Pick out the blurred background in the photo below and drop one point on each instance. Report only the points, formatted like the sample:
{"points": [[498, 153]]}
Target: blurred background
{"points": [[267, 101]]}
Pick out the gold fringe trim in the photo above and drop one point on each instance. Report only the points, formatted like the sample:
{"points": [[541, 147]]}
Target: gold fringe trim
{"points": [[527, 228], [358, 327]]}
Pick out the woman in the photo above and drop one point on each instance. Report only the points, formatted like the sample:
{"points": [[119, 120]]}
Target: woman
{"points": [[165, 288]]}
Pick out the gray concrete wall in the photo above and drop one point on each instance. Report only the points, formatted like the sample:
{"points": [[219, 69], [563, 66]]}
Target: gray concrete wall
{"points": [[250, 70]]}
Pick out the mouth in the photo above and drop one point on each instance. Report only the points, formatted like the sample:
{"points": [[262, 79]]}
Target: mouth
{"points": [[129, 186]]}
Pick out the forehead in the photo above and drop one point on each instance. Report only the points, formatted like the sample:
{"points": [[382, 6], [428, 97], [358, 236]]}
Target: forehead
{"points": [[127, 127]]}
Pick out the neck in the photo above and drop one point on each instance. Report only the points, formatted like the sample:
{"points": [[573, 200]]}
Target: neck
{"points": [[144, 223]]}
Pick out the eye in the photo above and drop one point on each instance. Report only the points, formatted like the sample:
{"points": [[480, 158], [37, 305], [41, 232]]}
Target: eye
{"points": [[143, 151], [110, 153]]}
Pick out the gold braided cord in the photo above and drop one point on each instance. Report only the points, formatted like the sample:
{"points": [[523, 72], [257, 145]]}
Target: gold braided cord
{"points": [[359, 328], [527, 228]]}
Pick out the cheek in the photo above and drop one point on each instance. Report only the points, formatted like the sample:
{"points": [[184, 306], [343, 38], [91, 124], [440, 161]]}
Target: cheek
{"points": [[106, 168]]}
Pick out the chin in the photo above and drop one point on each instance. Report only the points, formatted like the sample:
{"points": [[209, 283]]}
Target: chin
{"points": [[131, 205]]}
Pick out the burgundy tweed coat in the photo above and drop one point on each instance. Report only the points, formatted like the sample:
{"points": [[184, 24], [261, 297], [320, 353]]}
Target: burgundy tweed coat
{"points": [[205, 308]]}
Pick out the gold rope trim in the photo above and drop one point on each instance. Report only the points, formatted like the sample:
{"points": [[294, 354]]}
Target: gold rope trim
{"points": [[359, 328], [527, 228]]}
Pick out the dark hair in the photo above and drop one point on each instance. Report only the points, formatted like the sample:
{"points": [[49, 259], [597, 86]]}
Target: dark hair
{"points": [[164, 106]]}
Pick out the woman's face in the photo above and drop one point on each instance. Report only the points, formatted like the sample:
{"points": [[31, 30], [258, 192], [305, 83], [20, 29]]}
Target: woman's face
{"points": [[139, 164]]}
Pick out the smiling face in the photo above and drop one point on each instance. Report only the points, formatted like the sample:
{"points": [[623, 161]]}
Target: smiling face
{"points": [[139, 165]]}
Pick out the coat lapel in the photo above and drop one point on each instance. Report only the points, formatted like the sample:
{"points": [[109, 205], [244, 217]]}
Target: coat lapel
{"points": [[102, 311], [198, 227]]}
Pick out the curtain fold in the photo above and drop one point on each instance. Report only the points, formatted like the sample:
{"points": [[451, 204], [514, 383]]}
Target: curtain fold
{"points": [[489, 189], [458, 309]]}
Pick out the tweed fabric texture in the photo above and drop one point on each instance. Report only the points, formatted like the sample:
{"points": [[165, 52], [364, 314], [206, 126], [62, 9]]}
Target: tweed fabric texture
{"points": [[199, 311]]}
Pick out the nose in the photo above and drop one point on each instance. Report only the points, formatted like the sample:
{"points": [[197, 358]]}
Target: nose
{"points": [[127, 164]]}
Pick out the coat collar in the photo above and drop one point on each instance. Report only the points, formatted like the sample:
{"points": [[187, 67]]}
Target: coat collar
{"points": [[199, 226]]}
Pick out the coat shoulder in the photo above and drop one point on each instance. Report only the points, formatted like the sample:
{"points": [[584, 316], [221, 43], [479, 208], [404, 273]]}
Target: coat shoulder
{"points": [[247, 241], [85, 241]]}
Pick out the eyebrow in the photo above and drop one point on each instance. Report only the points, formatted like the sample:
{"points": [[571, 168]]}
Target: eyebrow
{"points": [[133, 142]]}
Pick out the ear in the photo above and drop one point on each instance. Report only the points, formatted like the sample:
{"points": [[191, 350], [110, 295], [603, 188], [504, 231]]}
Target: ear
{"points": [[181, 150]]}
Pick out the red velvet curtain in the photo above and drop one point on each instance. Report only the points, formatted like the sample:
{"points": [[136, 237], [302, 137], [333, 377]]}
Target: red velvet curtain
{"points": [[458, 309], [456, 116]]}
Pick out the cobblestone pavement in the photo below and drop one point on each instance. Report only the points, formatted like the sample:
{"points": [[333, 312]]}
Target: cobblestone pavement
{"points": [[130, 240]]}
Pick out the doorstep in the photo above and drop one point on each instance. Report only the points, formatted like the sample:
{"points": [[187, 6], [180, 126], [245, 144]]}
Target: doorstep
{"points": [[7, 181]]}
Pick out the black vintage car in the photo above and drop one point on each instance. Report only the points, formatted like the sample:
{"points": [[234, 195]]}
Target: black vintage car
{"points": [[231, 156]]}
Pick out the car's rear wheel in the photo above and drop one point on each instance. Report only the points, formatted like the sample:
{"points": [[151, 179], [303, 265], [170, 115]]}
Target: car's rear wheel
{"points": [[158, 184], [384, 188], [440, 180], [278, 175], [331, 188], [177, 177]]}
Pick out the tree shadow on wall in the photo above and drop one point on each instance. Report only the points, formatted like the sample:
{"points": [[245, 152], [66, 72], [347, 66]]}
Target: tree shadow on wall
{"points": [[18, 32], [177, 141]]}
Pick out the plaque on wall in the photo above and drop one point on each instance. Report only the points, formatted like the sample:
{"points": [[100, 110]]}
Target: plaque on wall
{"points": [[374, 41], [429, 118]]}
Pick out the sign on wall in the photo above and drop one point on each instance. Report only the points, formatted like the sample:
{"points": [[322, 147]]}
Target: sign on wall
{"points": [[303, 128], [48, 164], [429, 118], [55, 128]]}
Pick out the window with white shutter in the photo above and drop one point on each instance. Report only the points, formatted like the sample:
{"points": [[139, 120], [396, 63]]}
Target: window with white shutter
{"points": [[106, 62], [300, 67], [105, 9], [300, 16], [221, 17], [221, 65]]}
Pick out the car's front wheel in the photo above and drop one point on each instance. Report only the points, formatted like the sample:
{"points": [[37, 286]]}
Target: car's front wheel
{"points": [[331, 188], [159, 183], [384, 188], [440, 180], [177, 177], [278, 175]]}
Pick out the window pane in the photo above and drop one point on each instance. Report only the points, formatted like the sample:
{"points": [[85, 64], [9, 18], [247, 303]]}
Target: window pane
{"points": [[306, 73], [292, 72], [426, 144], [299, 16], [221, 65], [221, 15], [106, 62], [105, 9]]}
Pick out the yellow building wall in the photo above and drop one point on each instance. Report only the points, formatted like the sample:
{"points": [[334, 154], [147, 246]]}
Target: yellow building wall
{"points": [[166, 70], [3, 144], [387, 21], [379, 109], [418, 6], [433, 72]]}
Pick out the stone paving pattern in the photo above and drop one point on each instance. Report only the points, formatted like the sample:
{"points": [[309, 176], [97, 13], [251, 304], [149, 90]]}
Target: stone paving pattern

....................

PROBLEM DETAILS
From the "Pick out the tree" line to the close of the listing, restate each line word for word.

SOLUTION FOR THIS EXERCISE
Pick out the tree shadow on wall in the photo above and drop one point on each instance. Report only the points, formatted like the sample:
{"points": [[245, 152], [66, 72], [347, 66]]}
Target: tree shadow on wall
{"points": [[18, 32], [177, 141]]}
Pick out the plaque on wall in the photo above and drop one point on each instance. Report only the points, formatted like the sample:
{"points": [[100, 110]]}
Target: plaque on wall
{"points": [[374, 41], [429, 118]]}
Pick out the sign on wall in the photo above and drop one point on each instance. Report only the points, formatted like the sample:
{"points": [[322, 147]]}
Target: sign on wall
{"points": [[303, 128], [48, 164], [429, 118], [55, 128]]}
Pick out the window with white shutter in the photo above and drop one point on each instance. Report only the points, formatted like the sample:
{"points": [[139, 120], [396, 63]]}
Target: window with white shutter
{"points": [[106, 62], [300, 67], [105, 9], [300, 16], [221, 17], [221, 65]]}
Pick out the car's front wheel in the photo above and drop one point on each instance. Report only the points, formatted like the sample:
{"points": [[37, 286]]}
Target: car's front wheel
{"points": [[331, 188], [159, 183], [384, 188], [440, 180], [177, 177], [278, 175]]}
Pick out the window pane in the photo above and drop one point on each instance. Report only the points, formatted like the sample:
{"points": [[85, 64], [9, 18], [247, 303]]}
Target: window pane
{"points": [[306, 73], [292, 72], [426, 144], [299, 16], [221, 65], [221, 15], [106, 62], [105, 9]]}
Pick out the yellow building wall in the photo above and drop one point on each instance. Report only the points, formatted like the sample:
{"points": [[334, 154], [147, 246]]}
Target: yellow building wall
{"points": [[166, 70], [3, 144], [387, 21], [379, 109], [418, 6], [433, 72]]}
Pick out the stone paving pattern in the photo above and drop one point on each instance. Report only the points, formatted like the sample:
{"points": [[309, 176], [97, 13], [251, 304], [149, 90]]}
Target: stone paving pattern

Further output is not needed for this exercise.